Look in the material below for the line with "the woman's nose?" and the line with "of the colorful", then set down exactly those two lines and all lines between, nothing more.

● **DATA PROVIDED**:

-*-*-

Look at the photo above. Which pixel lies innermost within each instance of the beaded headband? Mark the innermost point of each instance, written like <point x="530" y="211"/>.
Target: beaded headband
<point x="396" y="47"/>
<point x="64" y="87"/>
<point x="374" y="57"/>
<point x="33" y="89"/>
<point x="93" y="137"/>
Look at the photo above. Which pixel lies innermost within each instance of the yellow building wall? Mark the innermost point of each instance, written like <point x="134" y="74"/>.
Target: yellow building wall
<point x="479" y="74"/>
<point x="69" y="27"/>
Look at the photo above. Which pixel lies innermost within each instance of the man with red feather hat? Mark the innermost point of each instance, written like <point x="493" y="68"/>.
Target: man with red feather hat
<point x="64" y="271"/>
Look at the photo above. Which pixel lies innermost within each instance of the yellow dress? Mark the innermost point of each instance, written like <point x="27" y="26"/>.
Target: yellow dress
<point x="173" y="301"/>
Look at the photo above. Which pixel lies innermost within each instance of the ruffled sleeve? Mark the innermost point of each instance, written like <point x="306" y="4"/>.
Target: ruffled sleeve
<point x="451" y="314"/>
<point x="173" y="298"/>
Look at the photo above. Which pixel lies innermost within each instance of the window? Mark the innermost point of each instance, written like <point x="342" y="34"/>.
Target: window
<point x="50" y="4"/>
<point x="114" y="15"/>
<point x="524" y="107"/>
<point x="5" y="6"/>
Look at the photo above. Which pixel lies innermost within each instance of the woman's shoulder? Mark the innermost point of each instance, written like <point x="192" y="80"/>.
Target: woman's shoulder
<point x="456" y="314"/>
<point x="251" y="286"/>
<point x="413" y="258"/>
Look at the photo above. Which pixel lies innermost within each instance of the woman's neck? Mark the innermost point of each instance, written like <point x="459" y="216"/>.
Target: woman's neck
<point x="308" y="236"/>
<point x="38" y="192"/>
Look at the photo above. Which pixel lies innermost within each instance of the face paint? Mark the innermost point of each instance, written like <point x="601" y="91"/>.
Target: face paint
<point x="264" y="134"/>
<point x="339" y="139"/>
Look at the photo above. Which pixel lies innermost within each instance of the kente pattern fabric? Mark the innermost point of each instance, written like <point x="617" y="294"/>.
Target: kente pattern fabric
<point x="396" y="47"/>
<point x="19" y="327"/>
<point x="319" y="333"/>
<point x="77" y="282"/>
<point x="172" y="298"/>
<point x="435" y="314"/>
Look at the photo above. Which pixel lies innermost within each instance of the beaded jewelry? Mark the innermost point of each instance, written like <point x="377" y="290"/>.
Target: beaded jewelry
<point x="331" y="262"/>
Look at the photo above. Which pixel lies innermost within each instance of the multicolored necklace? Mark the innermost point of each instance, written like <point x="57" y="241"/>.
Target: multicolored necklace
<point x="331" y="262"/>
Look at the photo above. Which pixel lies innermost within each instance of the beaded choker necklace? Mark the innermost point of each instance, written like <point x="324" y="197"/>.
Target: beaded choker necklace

-*-*-

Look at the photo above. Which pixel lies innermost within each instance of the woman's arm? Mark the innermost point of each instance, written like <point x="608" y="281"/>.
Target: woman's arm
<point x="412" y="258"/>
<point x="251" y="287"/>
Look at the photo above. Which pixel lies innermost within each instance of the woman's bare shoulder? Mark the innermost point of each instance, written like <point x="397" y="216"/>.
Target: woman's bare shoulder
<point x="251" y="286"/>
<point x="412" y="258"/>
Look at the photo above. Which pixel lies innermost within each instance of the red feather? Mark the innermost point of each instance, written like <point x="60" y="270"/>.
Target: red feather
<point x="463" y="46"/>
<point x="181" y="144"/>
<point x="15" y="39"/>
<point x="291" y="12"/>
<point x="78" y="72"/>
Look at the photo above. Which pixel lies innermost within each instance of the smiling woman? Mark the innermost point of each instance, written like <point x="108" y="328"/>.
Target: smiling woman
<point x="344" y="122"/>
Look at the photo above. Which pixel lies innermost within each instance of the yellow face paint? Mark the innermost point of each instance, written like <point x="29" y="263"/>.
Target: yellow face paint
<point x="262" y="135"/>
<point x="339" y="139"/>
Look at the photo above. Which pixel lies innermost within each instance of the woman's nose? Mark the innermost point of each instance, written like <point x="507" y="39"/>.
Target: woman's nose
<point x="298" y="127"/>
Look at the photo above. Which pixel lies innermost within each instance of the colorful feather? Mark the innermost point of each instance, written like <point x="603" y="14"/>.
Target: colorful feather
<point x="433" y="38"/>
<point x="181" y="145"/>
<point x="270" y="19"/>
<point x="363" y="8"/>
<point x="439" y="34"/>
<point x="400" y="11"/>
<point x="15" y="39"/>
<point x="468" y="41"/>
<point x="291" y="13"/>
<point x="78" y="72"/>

-*-*-

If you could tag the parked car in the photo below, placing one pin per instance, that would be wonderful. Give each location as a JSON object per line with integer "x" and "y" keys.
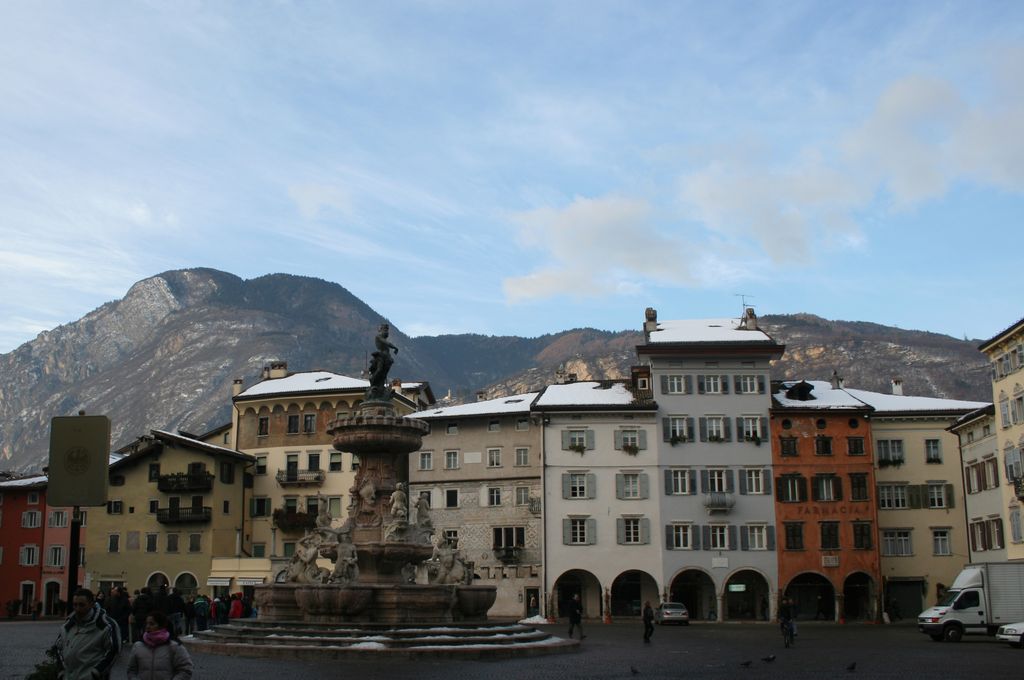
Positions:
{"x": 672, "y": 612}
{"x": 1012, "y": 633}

-*-*-

● **SOLUTION**:
Look at the photo above. Which pixel lies innermost within each instance of the woman's nose? Mark the innermost point of each instance, written like <point x="507" y="39"/>.
Target: woman's nose
<point x="298" y="127"/>
Look at the photo above. Which pixel lies innermost within each instance of the colorful feather? Mark the innermost point of each instance, written like <point x="603" y="14"/>.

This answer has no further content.